| TASKS TO PERFORM |
1. Answer these from the text on photon polarization:
(a) In what frame is the quantization axis set?
(b) Which element of the polarization basis is equal to the unit vector along z?
(c) A photon traveling in the +z direction and polarized linearly along the x axis is a combination of which basis elements?
2. Revise the text on photon polarization. Reproduce it starting with "The quantization axis" and going on through "linearly polarized light?", with "quantization axis" replaced by "reference axis".

| QUOTED TEXT |
━━━━

The quantization axis is set in the laboratory frame, and is not related to the direction of propagation of the photon.

Tainty said:
On a related note, if we think of a linearly polarized photon as having equal probability of being left and right circularly polarized, why isn’t delta_m = + or -1 allowed for linearly polarized light?
The confusion comes from the fact that the polarization considered here is, as I said above, not related to the direction of propagation of the photon. The idea is that instead of using as a polarization basis for the photon the three cartesian axes defined in the lab frame, ##\hat{\mathbf{e}}_x##, ##\hat{\mathbf{e}}_y##, and ##\hat{\mathbf{e}}_z## (all unit vectors), we use linear combinations in x and y. This gives the three elements of the polarization basis, ##\sigma^+##, ##\sigma^-##, ##\pi##:
$$
\begin{align*}
\sigma^+ &= \frac{1}{\sqrt{2}} \left( \hat{\mathbf{e}}_x + i \hat{\mathbf{e}}_y \right) & \sigma^- &= \frac{1}{\sqrt{2}} \left( \hat{\mathbf{e}}_x - i \hat{\mathbf{e}}_y \right) & \pi &= \hat{\mathbf{e}}_z
\end{align*}
$$
For example, a ##\pi## photon will have a linear polarization along z, regardless of its direction of propagation (which has to be in the xy plane). If you have a photon traveling in the +z direction and polarized linearly along the x axis, then it is a combination of ##\sigma^+## and ##\sigma^-##.

━━━━

| DATA EXTRACT |
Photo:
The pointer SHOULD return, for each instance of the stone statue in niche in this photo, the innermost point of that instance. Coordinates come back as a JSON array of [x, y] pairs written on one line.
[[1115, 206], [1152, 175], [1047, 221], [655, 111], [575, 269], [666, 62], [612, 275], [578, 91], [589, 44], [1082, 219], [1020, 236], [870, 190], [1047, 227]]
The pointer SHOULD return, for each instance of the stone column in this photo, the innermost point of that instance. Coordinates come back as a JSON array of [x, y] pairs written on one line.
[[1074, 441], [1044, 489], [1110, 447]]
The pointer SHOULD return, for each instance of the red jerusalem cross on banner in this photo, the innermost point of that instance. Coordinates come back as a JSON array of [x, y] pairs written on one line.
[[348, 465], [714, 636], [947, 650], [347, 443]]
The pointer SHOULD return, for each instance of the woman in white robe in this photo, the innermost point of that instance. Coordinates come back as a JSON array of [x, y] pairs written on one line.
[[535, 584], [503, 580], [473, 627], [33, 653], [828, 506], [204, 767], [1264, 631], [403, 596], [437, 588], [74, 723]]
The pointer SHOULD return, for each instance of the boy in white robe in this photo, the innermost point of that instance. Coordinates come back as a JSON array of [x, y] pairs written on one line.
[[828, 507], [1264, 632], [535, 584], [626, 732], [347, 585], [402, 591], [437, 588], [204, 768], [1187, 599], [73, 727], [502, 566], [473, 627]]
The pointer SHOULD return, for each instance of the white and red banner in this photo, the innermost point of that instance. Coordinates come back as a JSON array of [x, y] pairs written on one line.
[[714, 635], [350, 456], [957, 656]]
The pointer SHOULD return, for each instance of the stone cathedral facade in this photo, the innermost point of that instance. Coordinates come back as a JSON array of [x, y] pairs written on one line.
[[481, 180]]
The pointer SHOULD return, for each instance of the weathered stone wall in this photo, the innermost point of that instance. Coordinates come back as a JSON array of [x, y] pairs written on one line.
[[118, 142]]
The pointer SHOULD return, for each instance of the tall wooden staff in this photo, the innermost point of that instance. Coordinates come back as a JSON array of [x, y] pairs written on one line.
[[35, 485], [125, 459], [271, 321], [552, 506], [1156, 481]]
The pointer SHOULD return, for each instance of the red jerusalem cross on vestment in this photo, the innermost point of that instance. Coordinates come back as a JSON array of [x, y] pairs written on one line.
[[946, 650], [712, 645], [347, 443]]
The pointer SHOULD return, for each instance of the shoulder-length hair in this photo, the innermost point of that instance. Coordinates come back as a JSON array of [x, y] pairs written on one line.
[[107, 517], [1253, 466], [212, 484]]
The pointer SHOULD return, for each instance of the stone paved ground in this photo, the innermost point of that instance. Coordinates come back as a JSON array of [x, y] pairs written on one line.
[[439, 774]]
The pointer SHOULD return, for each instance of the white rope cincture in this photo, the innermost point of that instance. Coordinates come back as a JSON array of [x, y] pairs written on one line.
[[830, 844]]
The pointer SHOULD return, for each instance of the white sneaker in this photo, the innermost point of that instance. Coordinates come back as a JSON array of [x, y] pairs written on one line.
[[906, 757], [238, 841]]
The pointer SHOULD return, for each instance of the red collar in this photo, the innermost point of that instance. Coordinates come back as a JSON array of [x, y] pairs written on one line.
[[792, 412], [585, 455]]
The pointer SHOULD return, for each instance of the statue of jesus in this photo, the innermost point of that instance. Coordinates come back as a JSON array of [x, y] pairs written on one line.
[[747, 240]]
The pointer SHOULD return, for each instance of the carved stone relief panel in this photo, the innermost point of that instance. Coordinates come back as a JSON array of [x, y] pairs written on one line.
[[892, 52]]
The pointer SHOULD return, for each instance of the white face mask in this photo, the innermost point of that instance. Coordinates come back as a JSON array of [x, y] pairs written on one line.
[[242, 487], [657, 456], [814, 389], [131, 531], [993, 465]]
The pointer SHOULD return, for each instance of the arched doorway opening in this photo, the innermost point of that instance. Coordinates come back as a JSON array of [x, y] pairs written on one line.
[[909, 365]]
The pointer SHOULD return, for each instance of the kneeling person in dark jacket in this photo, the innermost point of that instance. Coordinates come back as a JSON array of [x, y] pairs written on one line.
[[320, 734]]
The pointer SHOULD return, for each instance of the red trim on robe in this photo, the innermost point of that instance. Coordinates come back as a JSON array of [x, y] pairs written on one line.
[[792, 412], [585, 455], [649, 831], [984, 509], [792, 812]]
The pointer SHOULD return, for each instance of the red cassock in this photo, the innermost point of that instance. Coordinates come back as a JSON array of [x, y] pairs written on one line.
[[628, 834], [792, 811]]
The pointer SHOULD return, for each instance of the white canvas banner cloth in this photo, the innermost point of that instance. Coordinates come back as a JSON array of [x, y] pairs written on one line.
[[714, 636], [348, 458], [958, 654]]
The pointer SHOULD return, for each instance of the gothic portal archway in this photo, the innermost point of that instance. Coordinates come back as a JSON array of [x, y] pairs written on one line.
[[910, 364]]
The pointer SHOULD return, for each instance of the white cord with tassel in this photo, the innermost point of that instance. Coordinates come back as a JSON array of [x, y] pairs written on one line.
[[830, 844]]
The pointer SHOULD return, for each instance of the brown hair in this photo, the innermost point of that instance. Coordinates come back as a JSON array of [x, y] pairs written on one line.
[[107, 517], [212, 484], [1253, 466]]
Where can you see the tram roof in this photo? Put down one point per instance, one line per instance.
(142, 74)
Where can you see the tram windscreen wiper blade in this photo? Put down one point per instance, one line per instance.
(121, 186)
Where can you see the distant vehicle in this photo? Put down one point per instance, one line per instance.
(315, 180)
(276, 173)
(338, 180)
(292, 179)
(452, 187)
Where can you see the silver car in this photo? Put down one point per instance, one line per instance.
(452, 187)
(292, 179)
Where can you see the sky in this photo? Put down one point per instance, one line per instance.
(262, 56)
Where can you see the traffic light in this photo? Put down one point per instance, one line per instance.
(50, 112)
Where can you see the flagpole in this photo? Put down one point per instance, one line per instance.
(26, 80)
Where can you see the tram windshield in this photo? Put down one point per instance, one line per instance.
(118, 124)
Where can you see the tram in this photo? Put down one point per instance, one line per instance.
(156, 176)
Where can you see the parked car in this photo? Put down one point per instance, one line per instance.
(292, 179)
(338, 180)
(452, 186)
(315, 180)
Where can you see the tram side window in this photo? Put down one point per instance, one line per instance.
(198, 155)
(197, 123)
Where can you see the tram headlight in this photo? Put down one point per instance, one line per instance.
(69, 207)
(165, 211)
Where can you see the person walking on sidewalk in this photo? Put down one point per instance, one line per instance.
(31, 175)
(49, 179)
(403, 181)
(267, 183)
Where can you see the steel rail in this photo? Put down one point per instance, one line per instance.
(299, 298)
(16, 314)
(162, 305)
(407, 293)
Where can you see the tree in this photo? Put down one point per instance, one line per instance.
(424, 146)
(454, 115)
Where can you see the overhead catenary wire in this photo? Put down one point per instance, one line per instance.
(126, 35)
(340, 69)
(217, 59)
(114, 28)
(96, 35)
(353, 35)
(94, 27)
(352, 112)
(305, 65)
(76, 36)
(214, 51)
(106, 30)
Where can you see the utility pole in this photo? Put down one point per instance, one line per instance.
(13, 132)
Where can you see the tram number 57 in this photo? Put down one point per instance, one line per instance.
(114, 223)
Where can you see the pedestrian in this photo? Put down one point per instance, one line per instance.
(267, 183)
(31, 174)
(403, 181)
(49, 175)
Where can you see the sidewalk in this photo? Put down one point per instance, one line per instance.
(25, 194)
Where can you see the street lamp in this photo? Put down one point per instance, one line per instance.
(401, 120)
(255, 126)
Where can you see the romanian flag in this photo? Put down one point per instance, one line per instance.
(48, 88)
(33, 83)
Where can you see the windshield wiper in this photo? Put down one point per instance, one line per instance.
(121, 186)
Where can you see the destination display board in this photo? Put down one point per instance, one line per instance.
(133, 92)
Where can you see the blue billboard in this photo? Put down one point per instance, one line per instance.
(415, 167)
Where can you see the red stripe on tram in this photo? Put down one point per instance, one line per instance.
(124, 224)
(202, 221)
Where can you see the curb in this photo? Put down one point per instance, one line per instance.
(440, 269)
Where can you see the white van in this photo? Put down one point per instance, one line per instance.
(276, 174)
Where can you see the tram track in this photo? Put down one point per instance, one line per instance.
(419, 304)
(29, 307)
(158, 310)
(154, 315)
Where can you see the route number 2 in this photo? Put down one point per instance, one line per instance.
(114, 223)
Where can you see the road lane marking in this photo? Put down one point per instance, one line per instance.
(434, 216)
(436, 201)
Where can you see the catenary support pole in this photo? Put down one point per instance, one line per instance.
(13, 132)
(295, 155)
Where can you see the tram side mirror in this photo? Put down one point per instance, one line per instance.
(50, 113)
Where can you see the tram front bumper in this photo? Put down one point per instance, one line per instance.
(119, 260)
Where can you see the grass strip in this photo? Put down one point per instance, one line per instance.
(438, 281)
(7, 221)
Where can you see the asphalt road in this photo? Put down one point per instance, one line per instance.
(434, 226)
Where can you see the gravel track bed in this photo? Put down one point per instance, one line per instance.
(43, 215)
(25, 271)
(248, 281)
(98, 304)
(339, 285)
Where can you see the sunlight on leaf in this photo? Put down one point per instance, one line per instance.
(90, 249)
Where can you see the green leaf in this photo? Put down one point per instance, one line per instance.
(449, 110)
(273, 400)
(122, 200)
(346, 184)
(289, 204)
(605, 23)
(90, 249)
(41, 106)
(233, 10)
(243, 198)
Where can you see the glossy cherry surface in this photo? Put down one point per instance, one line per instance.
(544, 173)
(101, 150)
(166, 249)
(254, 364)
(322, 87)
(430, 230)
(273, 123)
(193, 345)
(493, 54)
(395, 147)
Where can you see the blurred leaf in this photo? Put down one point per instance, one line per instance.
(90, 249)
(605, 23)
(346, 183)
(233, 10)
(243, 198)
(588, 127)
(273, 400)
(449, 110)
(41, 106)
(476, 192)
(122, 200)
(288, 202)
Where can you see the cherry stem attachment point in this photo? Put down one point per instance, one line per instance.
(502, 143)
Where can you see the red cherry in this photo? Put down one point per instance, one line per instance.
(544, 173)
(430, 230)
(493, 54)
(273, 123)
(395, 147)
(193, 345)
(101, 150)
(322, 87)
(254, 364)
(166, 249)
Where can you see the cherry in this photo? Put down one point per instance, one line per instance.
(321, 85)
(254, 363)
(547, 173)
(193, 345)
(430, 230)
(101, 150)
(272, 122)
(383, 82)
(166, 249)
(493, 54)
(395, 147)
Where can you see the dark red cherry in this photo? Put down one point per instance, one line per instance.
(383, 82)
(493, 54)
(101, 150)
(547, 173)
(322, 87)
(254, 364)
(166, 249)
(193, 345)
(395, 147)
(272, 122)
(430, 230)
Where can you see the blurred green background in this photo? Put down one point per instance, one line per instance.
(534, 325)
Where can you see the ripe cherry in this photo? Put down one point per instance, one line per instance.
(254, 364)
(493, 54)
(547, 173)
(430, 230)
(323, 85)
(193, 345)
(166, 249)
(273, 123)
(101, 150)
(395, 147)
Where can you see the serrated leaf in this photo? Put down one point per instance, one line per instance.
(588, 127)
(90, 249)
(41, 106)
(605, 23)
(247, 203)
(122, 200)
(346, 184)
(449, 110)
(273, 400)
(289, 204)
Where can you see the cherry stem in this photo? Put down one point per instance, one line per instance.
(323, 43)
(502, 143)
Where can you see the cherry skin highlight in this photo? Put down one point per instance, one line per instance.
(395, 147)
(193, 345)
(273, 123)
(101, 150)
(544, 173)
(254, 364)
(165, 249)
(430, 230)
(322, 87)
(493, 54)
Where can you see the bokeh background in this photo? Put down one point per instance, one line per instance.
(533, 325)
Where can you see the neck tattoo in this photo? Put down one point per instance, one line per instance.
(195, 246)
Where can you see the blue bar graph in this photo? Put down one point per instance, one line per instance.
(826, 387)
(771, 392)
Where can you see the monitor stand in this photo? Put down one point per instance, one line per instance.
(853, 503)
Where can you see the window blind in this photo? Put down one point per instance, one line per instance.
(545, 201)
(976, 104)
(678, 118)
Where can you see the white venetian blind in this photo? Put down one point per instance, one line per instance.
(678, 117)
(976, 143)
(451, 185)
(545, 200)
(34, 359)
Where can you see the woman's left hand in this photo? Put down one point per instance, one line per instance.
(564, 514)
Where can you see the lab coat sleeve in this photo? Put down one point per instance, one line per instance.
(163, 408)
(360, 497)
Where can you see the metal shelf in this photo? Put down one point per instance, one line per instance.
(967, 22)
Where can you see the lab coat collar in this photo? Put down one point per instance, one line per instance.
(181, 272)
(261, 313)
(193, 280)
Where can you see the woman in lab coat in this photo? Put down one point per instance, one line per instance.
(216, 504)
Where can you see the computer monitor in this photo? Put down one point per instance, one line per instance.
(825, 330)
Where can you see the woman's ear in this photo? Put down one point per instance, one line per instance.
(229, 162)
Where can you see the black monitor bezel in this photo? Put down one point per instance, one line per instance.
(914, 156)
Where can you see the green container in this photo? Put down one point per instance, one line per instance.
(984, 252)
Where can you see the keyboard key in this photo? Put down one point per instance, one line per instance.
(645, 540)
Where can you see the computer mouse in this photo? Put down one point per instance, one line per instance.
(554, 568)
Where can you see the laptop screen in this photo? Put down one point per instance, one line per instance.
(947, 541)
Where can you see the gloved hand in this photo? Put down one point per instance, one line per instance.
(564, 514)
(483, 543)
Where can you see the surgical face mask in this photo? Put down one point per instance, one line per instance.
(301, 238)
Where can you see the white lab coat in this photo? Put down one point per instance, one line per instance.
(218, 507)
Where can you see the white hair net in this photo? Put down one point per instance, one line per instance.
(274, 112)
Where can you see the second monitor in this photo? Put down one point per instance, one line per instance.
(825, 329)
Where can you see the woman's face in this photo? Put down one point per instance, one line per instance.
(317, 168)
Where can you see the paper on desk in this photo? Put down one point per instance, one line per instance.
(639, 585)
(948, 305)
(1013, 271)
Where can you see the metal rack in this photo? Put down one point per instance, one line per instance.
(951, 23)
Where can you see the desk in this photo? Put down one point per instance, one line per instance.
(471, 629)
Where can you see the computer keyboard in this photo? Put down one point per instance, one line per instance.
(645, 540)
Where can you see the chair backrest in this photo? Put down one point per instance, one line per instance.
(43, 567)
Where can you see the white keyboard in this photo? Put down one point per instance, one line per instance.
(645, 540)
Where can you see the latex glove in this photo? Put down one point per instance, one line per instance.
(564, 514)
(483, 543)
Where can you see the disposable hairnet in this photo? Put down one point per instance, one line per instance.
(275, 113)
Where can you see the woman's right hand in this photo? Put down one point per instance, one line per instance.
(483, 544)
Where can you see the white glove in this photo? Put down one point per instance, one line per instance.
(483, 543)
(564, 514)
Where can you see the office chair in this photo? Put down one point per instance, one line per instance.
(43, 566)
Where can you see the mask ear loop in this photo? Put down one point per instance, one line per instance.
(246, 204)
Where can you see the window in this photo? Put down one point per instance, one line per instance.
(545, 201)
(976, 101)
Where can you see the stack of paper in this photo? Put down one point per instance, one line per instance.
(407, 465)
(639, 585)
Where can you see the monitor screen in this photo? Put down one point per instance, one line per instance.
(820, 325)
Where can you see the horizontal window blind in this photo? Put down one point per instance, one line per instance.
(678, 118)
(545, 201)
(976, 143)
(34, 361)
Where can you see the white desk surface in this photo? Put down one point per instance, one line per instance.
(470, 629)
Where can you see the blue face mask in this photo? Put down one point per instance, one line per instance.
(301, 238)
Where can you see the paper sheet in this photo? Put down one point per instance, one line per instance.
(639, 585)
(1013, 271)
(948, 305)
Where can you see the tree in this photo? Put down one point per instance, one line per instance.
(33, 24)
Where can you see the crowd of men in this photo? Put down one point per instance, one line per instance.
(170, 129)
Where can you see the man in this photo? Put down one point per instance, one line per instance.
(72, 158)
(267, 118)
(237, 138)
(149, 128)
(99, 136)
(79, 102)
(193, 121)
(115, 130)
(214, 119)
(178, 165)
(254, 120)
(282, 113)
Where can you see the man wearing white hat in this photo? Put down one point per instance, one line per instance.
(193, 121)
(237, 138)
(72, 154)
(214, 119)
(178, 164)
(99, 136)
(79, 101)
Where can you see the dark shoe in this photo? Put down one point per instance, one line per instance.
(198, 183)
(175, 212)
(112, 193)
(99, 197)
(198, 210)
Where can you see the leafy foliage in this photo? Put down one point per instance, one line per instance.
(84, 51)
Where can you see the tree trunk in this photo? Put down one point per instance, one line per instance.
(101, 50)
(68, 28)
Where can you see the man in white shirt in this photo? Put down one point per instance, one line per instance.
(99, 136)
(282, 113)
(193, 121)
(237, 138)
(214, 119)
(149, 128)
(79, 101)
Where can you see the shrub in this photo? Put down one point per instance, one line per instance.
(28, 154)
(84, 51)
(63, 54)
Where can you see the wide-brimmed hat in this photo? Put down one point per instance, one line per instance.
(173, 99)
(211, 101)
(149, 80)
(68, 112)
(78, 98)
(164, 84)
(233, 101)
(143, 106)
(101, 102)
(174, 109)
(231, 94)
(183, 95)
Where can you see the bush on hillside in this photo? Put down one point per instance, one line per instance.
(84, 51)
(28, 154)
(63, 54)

━━━━

| ANSWERS BELOW |
1.
(a) The laboratory frame.
(b) ##\pi##.
(c) ##\sigma^+## and ##\sigma^-##.

2.
The reference axis is set in the laboratory frame, and is not related to the direction of propagation of the photon.

Tainty said:
On a related note, if we think of a linearly polarized photon as having equal probability of being left and right circularly polarized, why isn’t delta_m = + or -1 allowed for linearly polarized light?